§ WHAT THE EXERCISE ASKS
Write out the records below word for word, please.

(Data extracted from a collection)

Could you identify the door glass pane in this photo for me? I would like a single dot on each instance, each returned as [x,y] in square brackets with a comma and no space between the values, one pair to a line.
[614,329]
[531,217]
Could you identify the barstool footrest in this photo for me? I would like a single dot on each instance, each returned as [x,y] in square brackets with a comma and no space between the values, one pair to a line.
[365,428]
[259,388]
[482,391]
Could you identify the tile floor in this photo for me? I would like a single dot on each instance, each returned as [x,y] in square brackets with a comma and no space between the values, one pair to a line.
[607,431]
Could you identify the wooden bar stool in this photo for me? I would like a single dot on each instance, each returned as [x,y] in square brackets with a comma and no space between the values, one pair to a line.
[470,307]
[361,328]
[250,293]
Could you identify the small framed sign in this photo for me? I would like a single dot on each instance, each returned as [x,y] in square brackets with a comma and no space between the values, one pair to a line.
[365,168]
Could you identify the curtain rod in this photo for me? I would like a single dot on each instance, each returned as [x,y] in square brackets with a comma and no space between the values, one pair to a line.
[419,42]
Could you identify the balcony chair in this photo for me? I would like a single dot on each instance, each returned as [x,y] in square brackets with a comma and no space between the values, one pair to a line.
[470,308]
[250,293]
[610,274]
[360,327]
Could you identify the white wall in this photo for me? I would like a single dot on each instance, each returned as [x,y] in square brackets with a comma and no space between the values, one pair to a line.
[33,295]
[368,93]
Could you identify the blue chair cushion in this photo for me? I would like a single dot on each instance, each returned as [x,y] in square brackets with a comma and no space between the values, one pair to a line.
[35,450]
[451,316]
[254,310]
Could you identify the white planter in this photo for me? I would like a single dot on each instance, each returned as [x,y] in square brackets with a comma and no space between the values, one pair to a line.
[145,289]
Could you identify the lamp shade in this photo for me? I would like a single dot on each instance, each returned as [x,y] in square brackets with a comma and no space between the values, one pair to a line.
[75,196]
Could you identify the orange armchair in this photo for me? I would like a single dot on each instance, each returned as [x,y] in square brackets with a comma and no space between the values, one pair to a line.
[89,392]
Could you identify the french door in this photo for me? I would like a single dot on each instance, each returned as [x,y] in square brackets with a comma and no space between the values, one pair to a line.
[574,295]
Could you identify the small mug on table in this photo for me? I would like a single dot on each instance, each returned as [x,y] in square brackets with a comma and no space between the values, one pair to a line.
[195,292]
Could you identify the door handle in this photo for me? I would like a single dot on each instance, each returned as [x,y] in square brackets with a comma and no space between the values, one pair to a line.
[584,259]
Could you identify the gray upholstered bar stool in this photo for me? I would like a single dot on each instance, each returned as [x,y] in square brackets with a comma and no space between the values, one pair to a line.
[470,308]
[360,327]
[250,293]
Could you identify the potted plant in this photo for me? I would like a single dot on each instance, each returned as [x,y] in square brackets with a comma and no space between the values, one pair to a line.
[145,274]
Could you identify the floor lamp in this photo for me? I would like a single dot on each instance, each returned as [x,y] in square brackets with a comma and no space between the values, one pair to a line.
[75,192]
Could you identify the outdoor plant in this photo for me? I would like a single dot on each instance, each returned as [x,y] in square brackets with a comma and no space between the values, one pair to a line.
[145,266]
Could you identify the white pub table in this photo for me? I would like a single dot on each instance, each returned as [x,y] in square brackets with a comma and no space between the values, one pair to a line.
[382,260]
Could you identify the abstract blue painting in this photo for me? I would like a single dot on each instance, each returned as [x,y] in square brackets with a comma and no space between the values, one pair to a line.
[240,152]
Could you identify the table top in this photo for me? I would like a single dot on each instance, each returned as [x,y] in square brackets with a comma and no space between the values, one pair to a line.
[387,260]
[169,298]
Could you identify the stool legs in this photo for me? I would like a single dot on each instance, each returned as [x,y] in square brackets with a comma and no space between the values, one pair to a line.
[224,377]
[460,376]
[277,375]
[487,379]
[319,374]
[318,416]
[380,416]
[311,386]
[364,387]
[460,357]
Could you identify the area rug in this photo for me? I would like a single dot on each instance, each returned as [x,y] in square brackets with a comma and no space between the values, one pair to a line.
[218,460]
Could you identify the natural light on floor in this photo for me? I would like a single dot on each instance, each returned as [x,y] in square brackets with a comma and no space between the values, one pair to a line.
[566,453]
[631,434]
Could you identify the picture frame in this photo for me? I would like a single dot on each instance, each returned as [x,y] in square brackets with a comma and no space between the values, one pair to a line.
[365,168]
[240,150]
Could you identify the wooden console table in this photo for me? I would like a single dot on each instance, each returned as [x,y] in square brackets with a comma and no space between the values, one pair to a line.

§ RESPONSE BOX
Could you identify the door glass pane in this photo for me? I would like a single dot on each instance, each returned as [x,y] in square brackets with a comma and no space between the values, one pair to a line.
[614,329]
[531,217]
Could you identify the barstool footrest in this photo for me? I would like a single dot on each instance, each returned as [x,y] in square brackets with a comma and no space between the values, one pair to a line.
[365,428]
[259,388]
[482,391]
Could you identify the tile floor in this photo for me? I would like a single dot on each instance, each returned as [x,y] in square brackets with a comma and no space between the values, one pair to a line.
[607,431]
Could you identify the wooden bar stool in this photo for me? I would like a single dot on each instance, each returned as [x,y] in square brackets with a comma and no space between the values, one pair to a line.
[470,307]
[361,328]
[250,293]
Could you identify the small framed sign in this photo for me? I would like a single dot on each instance, each returned as [x,y] in square brackets with a comma and no space between the values, one pair to a line.
[365,168]
Could you identify the curtain rod in this photo for me? I would like a single dot on each instance, each returned as [x,y] in square brackets with a comma and no space between the values, one pair to a line.
[419,42]
Could you identify the balcony chair in this photo for me? I would like a single dot on each instance, each returned as [x,y] in square brackets with a comma and no space between the values, one pair to a line.
[470,308]
[250,293]
[610,274]
[360,327]
Could you identify the white wall in this photo for me? I would like a single dot on each instance, each returned as [x,y] in square brackets with a comma and no space between the values, one pair to a line.
[33,295]
[368,93]
Could you identify the blue chair cushion in this photo for me? I would like a single dot on each instance, each returned as [x,y] in square brackets with a comma and no space between the values, one pair to a line.
[35,450]
[451,316]
[254,310]
Could you identify the white planter in this photo for me? I would like a single dot on each instance, each returned as [x,y] in square brackets with a comma and no space between the values, one pair to a line.
[145,289]
Could you identify the lamp shade in this photo for me? I would like a single dot on each instance, each returned as [x,y] in square brackets with a comma and no space between the values, one pair to a line.
[75,196]
Could you identify the orange armchair in this photo for me? I would like a single dot on each instance, each returned as [x,y] in square brackets with a comma and no space between the values, one pair to a line.
[89,392]
Could you identify the french door in this photo for me? I would like a single dot on each instance, each returned as [x,y] in square brackets with a comma and no space between the values, one pair to a line.
[574,295]
Could you identify the small mug on table in this photo for me? I would like a single dot on each instance, each returned as [x,y] in square brackets with a comma and no space between the values, one pair to a line.
[195,292]
Could you identify the door handle in this photo for me? I would like a single dot on each instance, each returned as [x,y] in square brackets with a comma and no space between the values, one pair to a line.
[584,259]
Could you identify the gray upholstered bar stool in this photo for me? I would like a single dot on each instance, each returned as [x,y] in square brackets with a comma and no space between the values, one pair to a line.
[470,308]
[360,327]
[250,293]
Could you identify the potted plant in this photo for me? I would like a single dot on each instance, each returned as [x,y] in square brackets with a comma and no space between the values, one pair to a line.
[145,274]
Could you identify the floor lamp in this photo for me? I would like a single dot on each instance, each returned as [x,y] in square brackets with a comma and no space between the values, one pair to a line.
[75,192]
Could you identify the outdoor plant in this photo for me? I would like a single dot on each instance, each returned as [x,y] in square brackets with a comma and no space between the values, one pair to a line.
[145,266]
Could you identify the white pub table in this photo for me? I would like a single dot on each instance, each returned as [x,y] in square brackets with a comma and no space between the values, one pair to a line.
[382,260]
Could you identify the abstract blue painting in this photo for me? I would like a single dot on each instance, each returned as [x,y] in square brackets with a comma and no space between the values, one pair to a line.
[240,152]
Could you identify the table top in this photo for me? I would like a single dot on each instance, each returned as [x,y] in square brackets with a comma and no space between the values, one pair to a line.
[387,260]
[169,298]
Could you identify the stool legs in this photo for me? I would like a single dot on each instance, each returned as [x,y] in square brackets with a comma and no space between the values, one pair to a line.
[224,377]
[460,376]
[277,375]
[487,379]
[319,374]
[318,416]
[380,416]
[311,386]
[364,387]
[460,357]
Could you identify the area rug in this photo for me? I would like a single dot on each instance, each returned as [x,y] in square brackets with a comma and no space between the values, one pair to a line.
[218,460]
Could you identify the natural light on floor in this photo for me? I would like a single dot on each instance, each returned as [x,y] in square brackets with a comma and no space between the values, one pair to a line.
[566,453]
[631,434]
Could you identify the picture frame in this photo for me? I would like a single dot on each instance, each returned as [x,y] in square brackets with a comma and no space between the values, one pair to a line.
[365,168]
[240,150]
Could you identify the wooden console table in this photo for me? I would like a single dot on each instance, each returned as [x,y] in square brackets with a comma and no space between the values, one pair to a line.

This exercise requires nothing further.